[Referring expression data]

========================================================================

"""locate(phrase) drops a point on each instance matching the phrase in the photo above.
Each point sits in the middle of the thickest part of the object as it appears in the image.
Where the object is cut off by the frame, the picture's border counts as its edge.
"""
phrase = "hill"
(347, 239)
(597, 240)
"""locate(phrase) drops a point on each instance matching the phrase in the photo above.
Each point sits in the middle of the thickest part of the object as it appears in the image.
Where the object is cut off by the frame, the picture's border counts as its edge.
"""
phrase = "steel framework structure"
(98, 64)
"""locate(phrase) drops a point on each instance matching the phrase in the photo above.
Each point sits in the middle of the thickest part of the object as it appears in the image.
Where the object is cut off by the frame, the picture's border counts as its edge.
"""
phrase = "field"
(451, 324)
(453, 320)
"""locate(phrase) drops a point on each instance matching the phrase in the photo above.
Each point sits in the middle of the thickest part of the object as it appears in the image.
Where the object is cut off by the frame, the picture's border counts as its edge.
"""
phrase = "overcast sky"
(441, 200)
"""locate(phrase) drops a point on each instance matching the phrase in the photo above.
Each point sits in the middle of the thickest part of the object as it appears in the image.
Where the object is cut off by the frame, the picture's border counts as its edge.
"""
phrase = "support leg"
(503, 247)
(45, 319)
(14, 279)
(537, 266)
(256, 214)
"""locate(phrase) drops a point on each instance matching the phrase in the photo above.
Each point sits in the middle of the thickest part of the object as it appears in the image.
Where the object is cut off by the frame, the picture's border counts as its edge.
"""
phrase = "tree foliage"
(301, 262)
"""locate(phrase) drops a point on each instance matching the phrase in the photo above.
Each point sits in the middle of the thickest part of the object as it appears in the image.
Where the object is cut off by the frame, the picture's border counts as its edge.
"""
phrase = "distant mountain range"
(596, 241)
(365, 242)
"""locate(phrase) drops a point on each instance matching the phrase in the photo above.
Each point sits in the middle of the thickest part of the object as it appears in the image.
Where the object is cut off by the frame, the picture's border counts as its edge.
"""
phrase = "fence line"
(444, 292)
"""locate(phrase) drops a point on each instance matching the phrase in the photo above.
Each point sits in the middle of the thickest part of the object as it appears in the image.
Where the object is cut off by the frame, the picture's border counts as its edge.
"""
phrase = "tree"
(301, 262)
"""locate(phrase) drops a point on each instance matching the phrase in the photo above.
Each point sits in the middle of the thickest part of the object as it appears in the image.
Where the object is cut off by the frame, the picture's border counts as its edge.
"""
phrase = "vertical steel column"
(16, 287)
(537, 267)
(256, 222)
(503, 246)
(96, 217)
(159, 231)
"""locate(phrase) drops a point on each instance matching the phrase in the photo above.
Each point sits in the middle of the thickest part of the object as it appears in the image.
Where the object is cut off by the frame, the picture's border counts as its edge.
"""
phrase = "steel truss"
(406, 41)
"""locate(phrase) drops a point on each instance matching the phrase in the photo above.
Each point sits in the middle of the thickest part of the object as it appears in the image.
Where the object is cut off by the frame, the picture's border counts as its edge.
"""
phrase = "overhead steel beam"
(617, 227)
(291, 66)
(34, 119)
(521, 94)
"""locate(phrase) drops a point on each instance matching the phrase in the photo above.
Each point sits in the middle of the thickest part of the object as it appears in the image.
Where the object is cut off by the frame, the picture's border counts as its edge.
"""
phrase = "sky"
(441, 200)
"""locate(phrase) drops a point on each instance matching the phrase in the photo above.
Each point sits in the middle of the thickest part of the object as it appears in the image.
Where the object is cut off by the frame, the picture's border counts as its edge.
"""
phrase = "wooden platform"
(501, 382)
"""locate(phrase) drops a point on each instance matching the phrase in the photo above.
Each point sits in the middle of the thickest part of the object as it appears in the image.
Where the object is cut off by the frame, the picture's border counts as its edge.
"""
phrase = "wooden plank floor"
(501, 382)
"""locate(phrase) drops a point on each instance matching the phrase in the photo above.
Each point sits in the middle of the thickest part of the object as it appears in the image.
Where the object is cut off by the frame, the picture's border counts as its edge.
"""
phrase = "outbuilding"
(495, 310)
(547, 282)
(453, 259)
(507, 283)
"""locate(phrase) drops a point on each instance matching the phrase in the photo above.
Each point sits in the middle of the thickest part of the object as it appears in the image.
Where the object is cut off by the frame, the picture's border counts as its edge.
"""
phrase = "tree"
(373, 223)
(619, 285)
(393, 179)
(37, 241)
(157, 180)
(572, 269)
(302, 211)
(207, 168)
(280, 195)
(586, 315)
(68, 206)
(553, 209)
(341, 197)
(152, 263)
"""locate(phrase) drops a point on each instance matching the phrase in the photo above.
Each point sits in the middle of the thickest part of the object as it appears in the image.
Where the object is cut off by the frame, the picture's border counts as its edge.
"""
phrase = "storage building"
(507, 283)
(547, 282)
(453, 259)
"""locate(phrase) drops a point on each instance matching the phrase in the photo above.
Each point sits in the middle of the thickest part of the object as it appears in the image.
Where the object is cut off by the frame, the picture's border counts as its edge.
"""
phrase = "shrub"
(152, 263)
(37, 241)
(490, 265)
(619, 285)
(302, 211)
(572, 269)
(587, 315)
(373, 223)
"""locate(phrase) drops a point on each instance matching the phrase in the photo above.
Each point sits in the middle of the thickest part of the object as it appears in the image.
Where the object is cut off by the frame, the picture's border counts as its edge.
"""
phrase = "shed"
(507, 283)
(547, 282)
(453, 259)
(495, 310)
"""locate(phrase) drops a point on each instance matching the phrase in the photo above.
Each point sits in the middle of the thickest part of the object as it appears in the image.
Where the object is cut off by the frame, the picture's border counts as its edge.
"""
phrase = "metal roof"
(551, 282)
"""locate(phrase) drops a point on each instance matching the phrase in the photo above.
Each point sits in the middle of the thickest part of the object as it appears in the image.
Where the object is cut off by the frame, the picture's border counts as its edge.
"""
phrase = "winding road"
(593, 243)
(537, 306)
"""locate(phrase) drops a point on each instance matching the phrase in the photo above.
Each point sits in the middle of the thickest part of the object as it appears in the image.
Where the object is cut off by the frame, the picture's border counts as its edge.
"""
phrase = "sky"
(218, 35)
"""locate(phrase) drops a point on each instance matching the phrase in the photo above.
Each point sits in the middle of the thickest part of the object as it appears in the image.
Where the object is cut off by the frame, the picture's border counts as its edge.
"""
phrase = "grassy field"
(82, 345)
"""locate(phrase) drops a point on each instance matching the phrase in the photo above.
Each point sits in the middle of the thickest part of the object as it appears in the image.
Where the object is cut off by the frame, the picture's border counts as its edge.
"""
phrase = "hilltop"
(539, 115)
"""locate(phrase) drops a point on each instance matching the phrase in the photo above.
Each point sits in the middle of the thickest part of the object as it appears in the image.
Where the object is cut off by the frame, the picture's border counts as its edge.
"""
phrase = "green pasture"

========================================================================

#### [Work to complete]
Repeat each entry above exactly as it appears.

#### [Expected answer]
"""locate(phrase) drops a point on each instance matching the phrase in the photo above.
Each point sits in the middle of the thickest part of the object as it appears in the image.
Where the object is cut off by the frame, the picture's border counts as its edge.
"""
phrase = "hill"
(347, 239)
(597, 240)
"""locate(phrase) drops a point on each instance matching the phrase in the photo above.
Each point sits in the middle of the thickest part of the object as it appears in the image.
Where the object is cut off by the frame, the picture's border counts as its edge.
"""
phrase = "steel framework structure"
(98, 64)
"""locate(phrase) drops a point on each instance matching the phrase in the photo above.
Each point sits in the middle of the thickest part of the object as it appears in the image.
Where the object is cut off by the frame, the picture's border counts as its edge.
"""
phrase = "field"
(451, 324)
(453, 320)
"""locate(phrase) drops a point on each instance matching the phrase in the photo above.
Each point sits in the middle of the thickest part of the object as it appears in the image.
Where the object is cut off by the frame, the picture's border counts as its edge.
"""
phrase = "overcast sky"
(441, 200)
"""locate(phrase) drops a point on each instance matching the phrase in the photo above.
Each point sits in the middle of the thickest part of the object as it appears in the image.
Where the object is cut off by the frame, the picture's border counts as its edge.
"""
phrase = "support leg"
(503, 247)
(45, 319)
(14, 279)
(537, 266)
(256, 214)
"""locate(phrase) drops a point on each instance matching the phrase in the photo above.
Each point sits in the middle of the thickest part of the object as it appears in the image.
Where the object is cut off by the frame, the picture's border counts as its edge.
"""
phrase = "tree foliage"
(301, 262)
"""locate(phrase) drops a point on each instance matching the phrase in the photo above.
Each point sits in the middle of the thickest part of the object as it appears in the image.
Where the object is cut off by the frame, the picture's border counts as its edge.
"""
phrase = "distant mountain range"
(596, 241)
(365, 242)
"""locate(phrase) drops a point on each instance matching the phrase in the photo above.
Each point sits in the middle of the thickest part of the object as it appears in the image.
Where the object is cut off by the frame, the picture's border counts as its edge.
"""
phrase = "fence line"
(444, 292)
"""locate(phrase) drops a point on each instance matching the phrase in the photo above.
Each point sits in the middle of the thickest part of the object as it appears in the image.
Where the object is cut off by the frame, the picture's border counts as its edge.
"""
phrase = "tree"
(301, 262)
"""locate(phrase) drops a point on each instance matching the phrase in the photo above.
Each point sits in the middle of the thickest part of the object as it appears in the image.
Where the object is cut off by the frame, the picture's border counts as its edge.
"""
phrase = "vertical steel column"
(16, 287)
(537, 267)
(256, 222)
(503, 246)
(96, 217)
(159, 231)
"""locate(phrase) drops a point on each instance matching the phrase in the photo above.
Each point sits in the middle of the thickest part of the object as it appears in the image.
Where the object is cut off by the frame, the picture's border counts as its edge.
"""
phrase = "steel truss"
(406, 41)
"""locate(phrase) drops a point on each instance matching the phrase in the photo above.
Each point sits in the middle of the thickest part of the object as it appears in the image.
Where the object is cut off by the frame, the picture's border counts as its edge.
"""
phrase = "overhead steel beam"
(617, 227)
(291, 66)
(34, 119)
(521, 94)
"""locate(phrase) drops a point on each instance matching the phrase in the photo above.
Each point sits in the middle of the thickest part of the object as it appears in the image.
Where the object is cut off by the frame, the picture's border counts as its edge.
"""
phrase = "sky"
(441, 200)
"""locate(phrase) drops a point on each instance matching the phrase in the photo above.
Each point sits in the middle of the thickest part of the object as it appears in the image.
Where the object is cut off by the frame, the picture's border counts as its edge.
"""
phrase = "wooden platform"
(501, 382)
"""locate(phrase) drops a point on each instance matching the phrase in the photo above.
Each point sits in the middle of the thickest part of the object as it appears in the image.
Where the object is cut off by the frame, the picture's border counts as its edge.
"""
phrase = "wooden plank floor"
(501, 382)
"""locate(phrase) drops a point on each instance matching the phrase in the photo above.
Each point sits in the middle of the thickest part of the object as it appears in the image.
Where the object is cut off by the frame, the picture's border counts as its edge.
"""
phrase = "outbuilding"
(495, 310)
(547, 282)
(453, 259)
(507, 283)
"""locate(phrase) drops a point on each instance matching the phrase in the photo above.
Each point sits in the middle of the thickest part of the object as it appears in the image.
Where the object is cut off by the frame, the picture's border counts as its edge.
"""
phrase = "tree"
(373, 223)
(619, 285)
(393, 179)
(37, 241)
(157, 180)
(572, 269)
(302, 211)
(207, 168)
(280, 195)
(586, 315)
(68, 206)
(553, 209)
(341, 197)
(152, 263)
"""locate(phrase) drops a point on each instance matching the phrase in the photo above.
Each point sits in the middle of the thickest part of the object as it appears in the image.
Where the object is cut off by the frame, the picture's border counts as its edge.
"""
phrase = "storage building"
(507, 283)
(547, 282)
(453, 259)
"""locate(phrase) drops a point on each instance matching the phrase in the photo above.
Each point sits in the middle of the thickest part of the object as it appears in the image.
Where the object is cut off by the frame, the picture's border counts as its edge.
"""
phrase = "shrub"
(152, 263)
(37, 241)
(490, 265)
(619, 285)
(302, 211)
(572, 269)
(587, 315)
(373, 223)
"""locate(phrase) drops a point on each instance matching the phrase in the photo above.
Each point sits in the middle of the thickest part of the object as it appears in the image.
Where the object is cut off by the frame, the picture's border counts as its edge.
"""
phrase = "shed"
(507, 283)
(547, 282)
(453, 259)
(495, 310)
"""locate(phrase) drops a point on each instance matching the phrase in the photo above.
Each point sits in the middle of the thickest part of the object as it appears in the image.
Where the object is cut off by the frame, the picture's border counts as its edge.
"""
phrase = "metal roof"
(551, 282)
"""locate(phrase) drops a point on each instance matching the phrase in the photo above.
Each point sits in the middle of the thickest part of the object as it appears in the image.
Where the object is cut off by the frame, the picture's border counts as its edge.
"""
phrase = "winding road"
(593, 243)
(537, 306)
"""locate(phrase) drops a point on each instance matching the phrase in the photo above.
Each point sits in the middle of the thickest part of the object as it appears in the image.
Where the object is cut off by the frame, the picture's border counts as its edge.
"""
phrase = "sky"
(218, 35)
"""locate(phrase) drops a point on each instance matching the phrase in the photo above.
Each point sits in the middle of the thickest part of the object as it appears in the image.
Where the object is cut off by the frame, the picture's border counts as its edge.
"""
phrase = "grassy field"
(82, 345)
"""locate(phrase) drops a point on each instance matching the phrase in the photo above.
Each point sits in the middle of the thickest part of the object as it appears in the image.
Where the object is cut off by the frame, the picture's border counts as its edge.
"""
phrase = "hilltop"
(539, 115)
"""locate(phrase) drops a point on each instance matching the phrase in the photo above.
Each point sits in the middle of the thickest part of the object as it appears in the image.
Where the object is cut off by the frame, the picture's border counts as its edge.
"""
phrase = "green pasture"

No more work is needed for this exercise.